原文摘录:

背地性后半规管良性阵发性位置性眩晕:一些临床与治疗方面的考量
Apogeotropic Posterior Semicircular Canal Benign Paroxysmal Positional Vertigo: Some Clinical and Therapeutic Considerations.
作者信息
Vannucchi Paolo, Pecci Rudi, Giannoni Beatrice, Di Giustino Fabio, Santimone Rossana, Mengucci Arianna
机构信息
Department of Surgical Sciences and Translational Medicine, Unit of Audiology, Careggi Hospital, University of Florence , Italy.
出版信息
Audiol Res. 2015 Mar 31;5(1):130. doi: 10.4081/audiores.2015.130. eCollection 2015 Jan 21.

记录数据:
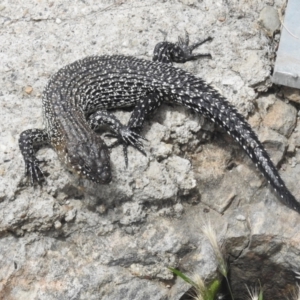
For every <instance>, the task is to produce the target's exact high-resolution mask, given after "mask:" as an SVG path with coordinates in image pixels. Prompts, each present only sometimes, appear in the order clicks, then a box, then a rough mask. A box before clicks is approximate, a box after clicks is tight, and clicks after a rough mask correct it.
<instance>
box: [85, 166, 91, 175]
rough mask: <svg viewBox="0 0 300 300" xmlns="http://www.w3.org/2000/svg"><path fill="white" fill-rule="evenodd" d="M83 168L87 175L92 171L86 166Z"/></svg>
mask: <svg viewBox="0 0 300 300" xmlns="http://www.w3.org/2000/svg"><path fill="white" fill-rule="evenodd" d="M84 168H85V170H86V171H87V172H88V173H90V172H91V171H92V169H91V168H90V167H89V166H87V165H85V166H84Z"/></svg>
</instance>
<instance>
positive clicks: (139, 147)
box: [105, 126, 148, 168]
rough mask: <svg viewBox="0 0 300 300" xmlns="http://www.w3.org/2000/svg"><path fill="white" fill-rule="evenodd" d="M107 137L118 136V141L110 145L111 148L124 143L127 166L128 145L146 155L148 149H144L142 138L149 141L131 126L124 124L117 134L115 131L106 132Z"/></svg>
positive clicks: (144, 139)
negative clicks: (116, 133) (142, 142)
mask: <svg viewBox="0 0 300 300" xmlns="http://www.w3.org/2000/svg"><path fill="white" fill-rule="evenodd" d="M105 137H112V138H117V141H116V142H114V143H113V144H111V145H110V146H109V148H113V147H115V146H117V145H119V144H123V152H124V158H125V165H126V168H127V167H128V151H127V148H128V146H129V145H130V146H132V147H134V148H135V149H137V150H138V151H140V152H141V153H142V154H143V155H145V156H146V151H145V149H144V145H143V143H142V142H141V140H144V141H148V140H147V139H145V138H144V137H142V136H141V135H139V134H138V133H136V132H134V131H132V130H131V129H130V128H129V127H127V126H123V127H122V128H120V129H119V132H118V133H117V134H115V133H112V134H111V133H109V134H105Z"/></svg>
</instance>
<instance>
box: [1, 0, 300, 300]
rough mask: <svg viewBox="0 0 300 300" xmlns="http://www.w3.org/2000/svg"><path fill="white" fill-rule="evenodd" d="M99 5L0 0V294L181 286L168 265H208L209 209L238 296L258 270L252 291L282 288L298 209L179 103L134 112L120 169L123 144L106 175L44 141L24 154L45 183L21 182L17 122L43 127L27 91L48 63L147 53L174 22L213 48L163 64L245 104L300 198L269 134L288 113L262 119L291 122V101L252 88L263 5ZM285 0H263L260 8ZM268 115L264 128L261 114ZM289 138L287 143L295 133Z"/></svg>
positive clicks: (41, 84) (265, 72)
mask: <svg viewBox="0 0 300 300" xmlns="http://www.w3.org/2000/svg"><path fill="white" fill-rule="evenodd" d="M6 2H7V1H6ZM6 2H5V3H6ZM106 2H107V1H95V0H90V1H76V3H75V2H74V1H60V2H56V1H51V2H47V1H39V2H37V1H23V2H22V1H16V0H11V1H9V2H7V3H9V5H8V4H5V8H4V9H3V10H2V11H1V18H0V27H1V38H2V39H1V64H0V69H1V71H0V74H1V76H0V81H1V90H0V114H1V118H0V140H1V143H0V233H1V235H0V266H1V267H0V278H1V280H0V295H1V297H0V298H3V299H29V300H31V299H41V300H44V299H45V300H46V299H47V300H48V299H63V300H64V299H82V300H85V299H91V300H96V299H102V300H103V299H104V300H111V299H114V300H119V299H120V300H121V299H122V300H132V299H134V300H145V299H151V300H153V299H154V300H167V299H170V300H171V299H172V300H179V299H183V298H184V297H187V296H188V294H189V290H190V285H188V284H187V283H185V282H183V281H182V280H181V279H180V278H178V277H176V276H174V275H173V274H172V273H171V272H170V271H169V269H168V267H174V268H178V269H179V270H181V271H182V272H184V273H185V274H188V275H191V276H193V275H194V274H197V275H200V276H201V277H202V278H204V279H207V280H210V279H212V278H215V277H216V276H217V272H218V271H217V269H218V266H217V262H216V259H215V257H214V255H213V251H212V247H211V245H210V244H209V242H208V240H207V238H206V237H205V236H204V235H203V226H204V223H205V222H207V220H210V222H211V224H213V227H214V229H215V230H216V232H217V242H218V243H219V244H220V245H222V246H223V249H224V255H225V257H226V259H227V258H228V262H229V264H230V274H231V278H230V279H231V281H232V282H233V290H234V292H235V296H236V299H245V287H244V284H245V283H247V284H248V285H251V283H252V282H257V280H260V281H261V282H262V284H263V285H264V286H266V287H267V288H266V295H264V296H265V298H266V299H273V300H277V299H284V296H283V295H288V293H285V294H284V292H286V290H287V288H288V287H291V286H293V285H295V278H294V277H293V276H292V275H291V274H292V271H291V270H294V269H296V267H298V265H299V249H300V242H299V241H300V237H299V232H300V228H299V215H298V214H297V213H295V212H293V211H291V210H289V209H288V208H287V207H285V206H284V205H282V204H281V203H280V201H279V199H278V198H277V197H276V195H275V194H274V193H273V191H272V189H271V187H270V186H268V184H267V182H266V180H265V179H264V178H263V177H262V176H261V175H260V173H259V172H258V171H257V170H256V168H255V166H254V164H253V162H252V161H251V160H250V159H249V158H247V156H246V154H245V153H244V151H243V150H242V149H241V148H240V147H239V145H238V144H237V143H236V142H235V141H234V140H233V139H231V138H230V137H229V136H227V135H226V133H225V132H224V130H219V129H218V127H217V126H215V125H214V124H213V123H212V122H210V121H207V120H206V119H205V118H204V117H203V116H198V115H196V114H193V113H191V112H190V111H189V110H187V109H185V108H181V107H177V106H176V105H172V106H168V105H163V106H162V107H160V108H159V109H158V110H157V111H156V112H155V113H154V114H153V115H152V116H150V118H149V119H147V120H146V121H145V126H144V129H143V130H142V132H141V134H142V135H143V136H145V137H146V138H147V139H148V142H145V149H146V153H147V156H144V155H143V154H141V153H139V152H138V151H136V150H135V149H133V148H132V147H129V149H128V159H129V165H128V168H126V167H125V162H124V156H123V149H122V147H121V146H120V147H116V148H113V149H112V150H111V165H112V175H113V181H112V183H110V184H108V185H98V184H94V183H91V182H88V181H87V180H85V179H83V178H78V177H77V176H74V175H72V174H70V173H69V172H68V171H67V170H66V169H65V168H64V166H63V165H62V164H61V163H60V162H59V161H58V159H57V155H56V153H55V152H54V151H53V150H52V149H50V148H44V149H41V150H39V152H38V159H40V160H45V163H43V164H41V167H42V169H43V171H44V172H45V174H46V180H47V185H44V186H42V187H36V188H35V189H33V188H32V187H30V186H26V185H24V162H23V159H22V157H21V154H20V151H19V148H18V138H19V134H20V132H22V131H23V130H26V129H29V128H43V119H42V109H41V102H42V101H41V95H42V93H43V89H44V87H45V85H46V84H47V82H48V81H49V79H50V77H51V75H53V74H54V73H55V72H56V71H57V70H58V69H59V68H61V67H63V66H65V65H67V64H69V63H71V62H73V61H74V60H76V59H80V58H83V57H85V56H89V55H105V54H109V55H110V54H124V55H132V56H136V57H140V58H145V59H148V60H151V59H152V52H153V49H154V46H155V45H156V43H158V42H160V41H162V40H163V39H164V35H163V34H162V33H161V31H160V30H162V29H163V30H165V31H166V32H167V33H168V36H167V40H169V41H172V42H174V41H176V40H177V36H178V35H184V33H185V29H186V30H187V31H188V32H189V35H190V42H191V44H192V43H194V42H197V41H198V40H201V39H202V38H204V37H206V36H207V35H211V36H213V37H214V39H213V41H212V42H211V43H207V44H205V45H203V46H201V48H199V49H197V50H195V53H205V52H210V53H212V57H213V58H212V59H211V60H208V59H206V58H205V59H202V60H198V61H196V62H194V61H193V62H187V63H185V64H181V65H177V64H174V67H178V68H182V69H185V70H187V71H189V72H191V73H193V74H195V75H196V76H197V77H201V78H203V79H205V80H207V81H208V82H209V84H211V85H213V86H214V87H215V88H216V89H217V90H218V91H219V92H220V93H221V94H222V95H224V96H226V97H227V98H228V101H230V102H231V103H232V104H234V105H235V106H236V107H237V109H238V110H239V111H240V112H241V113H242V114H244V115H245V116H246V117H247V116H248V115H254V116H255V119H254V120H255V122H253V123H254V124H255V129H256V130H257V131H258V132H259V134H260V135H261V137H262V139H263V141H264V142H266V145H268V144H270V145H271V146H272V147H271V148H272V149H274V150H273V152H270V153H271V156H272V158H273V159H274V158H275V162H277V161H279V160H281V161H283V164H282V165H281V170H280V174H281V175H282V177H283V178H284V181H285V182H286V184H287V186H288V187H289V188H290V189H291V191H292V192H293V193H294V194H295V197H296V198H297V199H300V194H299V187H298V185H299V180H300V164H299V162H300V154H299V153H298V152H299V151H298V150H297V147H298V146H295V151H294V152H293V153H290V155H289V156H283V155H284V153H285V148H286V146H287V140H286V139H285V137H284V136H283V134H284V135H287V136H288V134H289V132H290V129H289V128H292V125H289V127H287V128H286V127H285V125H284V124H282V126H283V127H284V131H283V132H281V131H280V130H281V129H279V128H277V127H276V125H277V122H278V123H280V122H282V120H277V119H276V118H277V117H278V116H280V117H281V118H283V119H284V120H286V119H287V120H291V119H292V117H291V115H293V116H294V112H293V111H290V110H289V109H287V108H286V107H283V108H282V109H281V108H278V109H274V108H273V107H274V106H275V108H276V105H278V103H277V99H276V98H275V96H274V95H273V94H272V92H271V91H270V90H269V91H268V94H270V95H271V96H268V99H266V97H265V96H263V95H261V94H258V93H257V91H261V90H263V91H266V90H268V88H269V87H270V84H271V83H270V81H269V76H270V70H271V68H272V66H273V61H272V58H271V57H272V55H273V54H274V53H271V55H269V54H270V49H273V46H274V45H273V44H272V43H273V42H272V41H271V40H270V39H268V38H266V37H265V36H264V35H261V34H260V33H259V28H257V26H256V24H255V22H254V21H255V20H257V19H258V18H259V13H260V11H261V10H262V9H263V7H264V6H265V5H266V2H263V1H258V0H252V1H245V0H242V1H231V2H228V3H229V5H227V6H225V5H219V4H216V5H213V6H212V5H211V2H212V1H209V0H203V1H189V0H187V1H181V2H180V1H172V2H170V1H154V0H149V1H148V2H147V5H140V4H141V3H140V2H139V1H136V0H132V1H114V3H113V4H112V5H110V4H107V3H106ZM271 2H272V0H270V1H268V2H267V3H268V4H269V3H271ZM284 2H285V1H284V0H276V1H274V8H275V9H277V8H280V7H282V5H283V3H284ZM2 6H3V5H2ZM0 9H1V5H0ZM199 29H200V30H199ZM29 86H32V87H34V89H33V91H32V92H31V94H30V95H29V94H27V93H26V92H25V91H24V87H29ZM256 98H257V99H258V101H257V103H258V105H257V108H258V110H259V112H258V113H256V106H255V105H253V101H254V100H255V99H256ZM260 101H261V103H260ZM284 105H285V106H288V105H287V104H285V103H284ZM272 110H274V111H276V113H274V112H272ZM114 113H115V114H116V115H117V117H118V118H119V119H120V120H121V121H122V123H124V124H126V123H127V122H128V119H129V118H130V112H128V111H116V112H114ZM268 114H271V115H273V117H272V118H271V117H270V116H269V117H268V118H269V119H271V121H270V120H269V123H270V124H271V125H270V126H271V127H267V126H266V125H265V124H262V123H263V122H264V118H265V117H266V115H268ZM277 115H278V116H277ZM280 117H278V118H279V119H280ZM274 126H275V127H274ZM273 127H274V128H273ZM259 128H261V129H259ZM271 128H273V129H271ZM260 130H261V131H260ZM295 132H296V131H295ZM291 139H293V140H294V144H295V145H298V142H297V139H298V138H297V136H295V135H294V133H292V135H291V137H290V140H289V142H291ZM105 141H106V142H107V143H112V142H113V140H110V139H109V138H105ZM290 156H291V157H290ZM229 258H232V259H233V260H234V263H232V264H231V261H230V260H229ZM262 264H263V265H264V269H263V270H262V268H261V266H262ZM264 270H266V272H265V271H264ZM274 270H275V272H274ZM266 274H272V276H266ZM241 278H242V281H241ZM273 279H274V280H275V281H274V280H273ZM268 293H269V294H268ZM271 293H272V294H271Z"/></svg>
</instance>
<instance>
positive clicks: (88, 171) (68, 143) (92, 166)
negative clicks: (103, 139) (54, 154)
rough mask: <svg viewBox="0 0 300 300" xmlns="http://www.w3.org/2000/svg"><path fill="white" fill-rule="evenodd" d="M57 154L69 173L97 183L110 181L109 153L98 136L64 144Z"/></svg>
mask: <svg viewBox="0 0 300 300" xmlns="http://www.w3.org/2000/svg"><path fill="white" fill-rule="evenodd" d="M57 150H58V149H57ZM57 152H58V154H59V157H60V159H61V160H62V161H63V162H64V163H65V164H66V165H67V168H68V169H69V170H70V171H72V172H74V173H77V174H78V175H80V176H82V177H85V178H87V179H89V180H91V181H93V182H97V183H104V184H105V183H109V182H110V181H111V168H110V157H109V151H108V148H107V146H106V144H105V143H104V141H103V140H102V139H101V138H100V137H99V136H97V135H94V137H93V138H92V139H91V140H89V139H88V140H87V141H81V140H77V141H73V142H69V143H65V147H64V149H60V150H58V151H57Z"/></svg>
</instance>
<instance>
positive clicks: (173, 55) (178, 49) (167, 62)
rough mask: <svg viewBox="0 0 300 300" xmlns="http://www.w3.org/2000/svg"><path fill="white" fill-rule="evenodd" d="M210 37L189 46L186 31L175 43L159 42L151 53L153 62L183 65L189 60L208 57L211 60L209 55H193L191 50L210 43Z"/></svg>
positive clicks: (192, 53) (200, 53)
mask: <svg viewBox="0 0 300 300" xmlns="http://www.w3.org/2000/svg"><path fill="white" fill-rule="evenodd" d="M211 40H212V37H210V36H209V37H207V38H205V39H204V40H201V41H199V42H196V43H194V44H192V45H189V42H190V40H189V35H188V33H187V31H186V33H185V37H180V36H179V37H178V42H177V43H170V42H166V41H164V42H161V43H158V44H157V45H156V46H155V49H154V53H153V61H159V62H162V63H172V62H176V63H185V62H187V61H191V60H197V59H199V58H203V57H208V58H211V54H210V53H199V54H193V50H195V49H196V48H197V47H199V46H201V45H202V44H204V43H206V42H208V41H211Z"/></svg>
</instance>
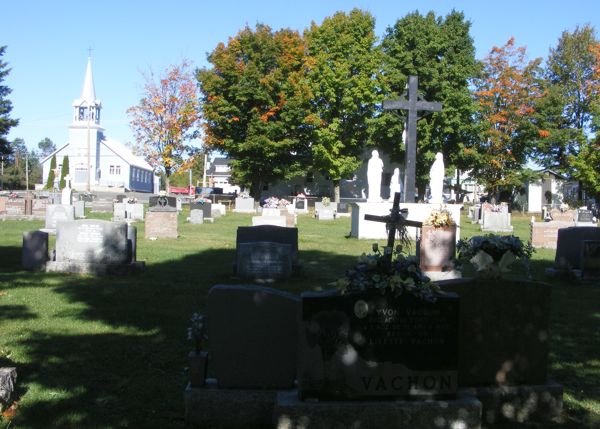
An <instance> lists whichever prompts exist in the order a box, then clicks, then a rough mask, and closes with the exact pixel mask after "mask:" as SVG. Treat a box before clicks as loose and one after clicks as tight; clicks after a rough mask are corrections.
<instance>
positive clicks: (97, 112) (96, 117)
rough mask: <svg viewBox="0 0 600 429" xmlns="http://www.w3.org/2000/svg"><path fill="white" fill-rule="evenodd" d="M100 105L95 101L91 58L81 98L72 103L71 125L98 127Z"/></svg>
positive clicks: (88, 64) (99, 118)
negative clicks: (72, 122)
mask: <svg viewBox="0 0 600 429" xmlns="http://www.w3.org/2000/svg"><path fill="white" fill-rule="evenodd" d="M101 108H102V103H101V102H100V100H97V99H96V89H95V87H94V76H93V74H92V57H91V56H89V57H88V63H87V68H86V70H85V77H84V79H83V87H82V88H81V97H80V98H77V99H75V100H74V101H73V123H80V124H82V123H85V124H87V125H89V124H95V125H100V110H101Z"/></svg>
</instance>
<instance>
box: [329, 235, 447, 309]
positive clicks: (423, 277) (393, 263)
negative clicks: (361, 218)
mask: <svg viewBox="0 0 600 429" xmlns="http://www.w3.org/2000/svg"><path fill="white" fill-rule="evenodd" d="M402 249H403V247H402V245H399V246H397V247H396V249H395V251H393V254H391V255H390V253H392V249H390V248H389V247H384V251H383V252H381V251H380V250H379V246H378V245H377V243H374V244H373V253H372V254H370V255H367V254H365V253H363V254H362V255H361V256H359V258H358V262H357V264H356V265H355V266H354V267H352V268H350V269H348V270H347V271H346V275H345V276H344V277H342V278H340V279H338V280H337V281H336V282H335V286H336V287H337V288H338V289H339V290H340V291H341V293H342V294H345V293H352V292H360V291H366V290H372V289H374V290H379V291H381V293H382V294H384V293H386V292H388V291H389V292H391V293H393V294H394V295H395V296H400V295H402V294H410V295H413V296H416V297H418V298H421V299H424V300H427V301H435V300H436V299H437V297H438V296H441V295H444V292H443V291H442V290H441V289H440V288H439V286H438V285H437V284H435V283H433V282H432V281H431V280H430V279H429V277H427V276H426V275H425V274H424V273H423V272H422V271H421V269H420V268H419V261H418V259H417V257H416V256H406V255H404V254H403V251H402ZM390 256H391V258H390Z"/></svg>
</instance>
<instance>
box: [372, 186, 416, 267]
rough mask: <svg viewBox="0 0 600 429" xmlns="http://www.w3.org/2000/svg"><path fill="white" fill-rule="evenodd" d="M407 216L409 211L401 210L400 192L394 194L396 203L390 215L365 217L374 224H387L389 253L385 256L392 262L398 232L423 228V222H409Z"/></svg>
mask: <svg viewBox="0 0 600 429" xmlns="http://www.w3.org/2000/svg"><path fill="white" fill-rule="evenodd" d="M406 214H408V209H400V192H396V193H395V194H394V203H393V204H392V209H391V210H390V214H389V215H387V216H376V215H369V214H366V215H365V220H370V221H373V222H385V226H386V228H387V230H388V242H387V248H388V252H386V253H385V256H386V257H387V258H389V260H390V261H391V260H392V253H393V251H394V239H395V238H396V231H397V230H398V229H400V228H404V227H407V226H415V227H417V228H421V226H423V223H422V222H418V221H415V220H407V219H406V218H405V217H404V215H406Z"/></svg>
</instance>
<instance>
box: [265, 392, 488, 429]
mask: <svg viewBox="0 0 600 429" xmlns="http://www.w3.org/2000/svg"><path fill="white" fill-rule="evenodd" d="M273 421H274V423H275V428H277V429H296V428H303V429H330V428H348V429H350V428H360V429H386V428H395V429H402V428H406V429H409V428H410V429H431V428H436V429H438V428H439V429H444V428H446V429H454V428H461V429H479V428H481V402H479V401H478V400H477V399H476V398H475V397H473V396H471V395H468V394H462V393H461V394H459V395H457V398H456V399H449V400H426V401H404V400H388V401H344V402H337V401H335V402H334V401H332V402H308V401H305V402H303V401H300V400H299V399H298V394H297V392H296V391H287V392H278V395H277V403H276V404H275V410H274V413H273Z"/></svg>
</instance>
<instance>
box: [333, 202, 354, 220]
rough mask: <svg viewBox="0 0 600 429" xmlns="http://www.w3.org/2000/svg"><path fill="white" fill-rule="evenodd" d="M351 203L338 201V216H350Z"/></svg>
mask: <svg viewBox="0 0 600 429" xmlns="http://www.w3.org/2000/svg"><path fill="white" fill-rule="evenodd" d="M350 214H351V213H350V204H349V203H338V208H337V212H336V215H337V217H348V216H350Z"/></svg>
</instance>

任务要求 A: 关于背地性后半规管眩晕的原文摘录里,作者所在的机构属于哪所大学?
任务要求 B: 接着关于背地性后半规管眩晕的原文摘录最后一句往下写。

输出结果 A: 意大利佛罗伦萨大学(University of Florence)。

输出结果 B:
We lately reported the cases of patients complaining positional vertigo whose nystagmic pattern was that of a peripheral torsional vertical positional down beating nystagmus originating from a lithiasis of the non-ampullary arm of the posterior semicircular canal (PSC). We considered this particular pathological picture the apogeotropic variant of PSC benign paroxysmal positional vertigo (BPPV). Since the description of the pilot cases we observed more than 150 patients showing the same clinical sign and course of symptoms. In this paper we describe, in detail, both nystagmus of apogeotropic PSC BPPV (A-PSC BPPV) and symptoms reported by patients trying to give a reasonable explanation for these clinical features. Moreover we developed two specific physical therapies directed to cure A-PSC BPPV. Preliminary results of these techniques are related.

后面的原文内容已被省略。